= Your assignment =
In the transcript on first- and second-line treatment, which drug does Adam M. Brufsky say everybody is going to use in the third line?

= Text provided =
○ ○ ○ ○ ○ ○ ○

Joyce A. O’Shaughnessy, MD: Thank you. How about Adam? How do you approach first and second line?
Adam M. Brufsky, MD, PhD: Like everybody else. Single-agent chemotherapy and sequential therapy still remain the standard of care: taxane, palbociclib, capecitabine, carboplatin-gemcitabine, whatever you use. That remains the standard, to be honest with you. If you’re 1 of those 40% of patients who are SP142 positive, it’s going to be CPS [combined positive score] of 10, probably at some point with pembrolizumab as well. They’ll get the checkpoint inhibitor plus probably a taxane, and a taxane will depend on which checkpoint inhibitor you use.
Second-line therapy at this point will almost always be single-agent chemotherapy, except for those scenarios in which you relapse pretty quickly, as Kevin said. In my case, that will be probably be eribulin. In the third line, as we’re about to talk about, everybody is going to use sacituzumab—at least in my practice, as many who can get it. Because most of us were on the paper as investigators, we know what the data showed. But the thing, that really is going to be pretty dramatic. That’s how I’m going to do it. We’re going to mix in other things as time goes on. But for me, that’s going to be the treatment approach.

○ ○ ○ ○ ○ ○ ○

= Source data =
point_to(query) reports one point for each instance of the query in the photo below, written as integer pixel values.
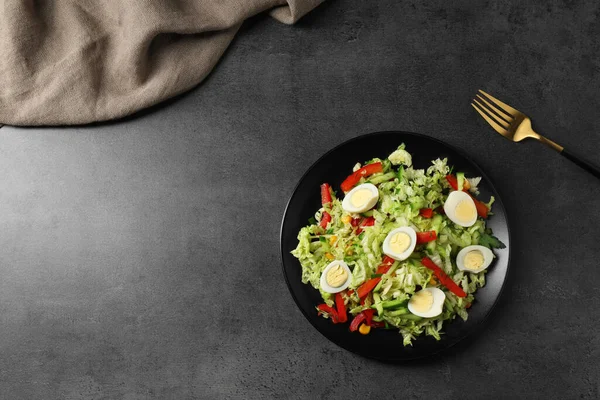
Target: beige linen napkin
(80, 61)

○ ○ ○ ○ ○ ○ ○

= Task response =
Sacituzumab.